→ **Your instructions**: An exact copy of the records below is required, and it must contain no pictures.

→ **Information shown**:

────

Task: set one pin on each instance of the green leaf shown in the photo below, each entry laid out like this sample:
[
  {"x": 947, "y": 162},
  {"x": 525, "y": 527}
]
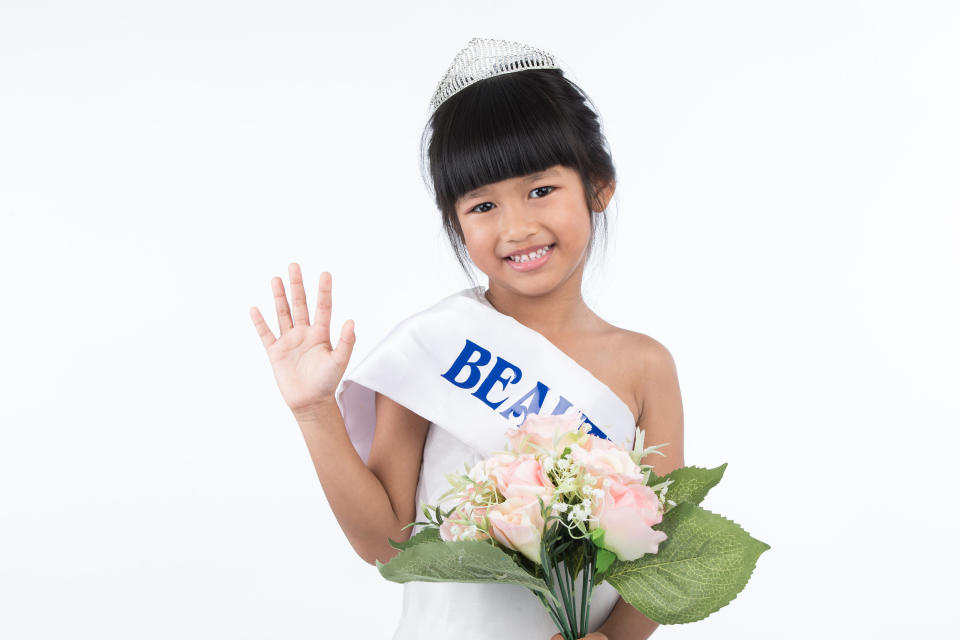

────

→ **Exercise response**:
Task: set one pin on each instance of the green leaf shown in the photo below, each entry laid out like this sample:
[
  {"x": 947, "y": 162},
  {"x": 525, "y": 527}
]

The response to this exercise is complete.